(Point-based annotation data)
****************************************

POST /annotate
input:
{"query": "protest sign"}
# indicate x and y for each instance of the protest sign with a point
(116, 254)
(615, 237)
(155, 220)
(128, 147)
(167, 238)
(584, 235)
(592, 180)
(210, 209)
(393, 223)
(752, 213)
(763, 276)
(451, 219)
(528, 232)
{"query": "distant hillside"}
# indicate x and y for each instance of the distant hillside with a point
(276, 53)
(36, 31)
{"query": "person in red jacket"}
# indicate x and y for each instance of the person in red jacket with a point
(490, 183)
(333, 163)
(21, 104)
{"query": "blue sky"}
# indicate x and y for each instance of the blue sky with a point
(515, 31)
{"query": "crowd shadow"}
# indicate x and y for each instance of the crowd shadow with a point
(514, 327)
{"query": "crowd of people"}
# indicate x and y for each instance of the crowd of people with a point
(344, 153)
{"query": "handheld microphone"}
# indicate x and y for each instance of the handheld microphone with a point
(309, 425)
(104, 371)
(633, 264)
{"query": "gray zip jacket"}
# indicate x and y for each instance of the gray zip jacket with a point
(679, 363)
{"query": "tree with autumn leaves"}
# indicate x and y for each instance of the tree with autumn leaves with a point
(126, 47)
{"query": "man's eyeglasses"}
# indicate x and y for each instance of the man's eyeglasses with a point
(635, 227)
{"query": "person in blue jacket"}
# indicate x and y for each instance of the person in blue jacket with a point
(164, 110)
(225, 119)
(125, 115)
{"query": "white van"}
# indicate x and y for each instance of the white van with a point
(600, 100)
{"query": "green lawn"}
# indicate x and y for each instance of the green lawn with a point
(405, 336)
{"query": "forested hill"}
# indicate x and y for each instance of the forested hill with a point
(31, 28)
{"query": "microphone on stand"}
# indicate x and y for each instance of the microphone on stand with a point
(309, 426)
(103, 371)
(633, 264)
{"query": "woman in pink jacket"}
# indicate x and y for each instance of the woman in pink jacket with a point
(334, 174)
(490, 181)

****************************************

### [Set task]
Select every line of the data above that contains the word "white" and copy each one. Letter case counts.

### [Solution]
{"query": "white van"}
# indicate x and y for each instance of the white van with a point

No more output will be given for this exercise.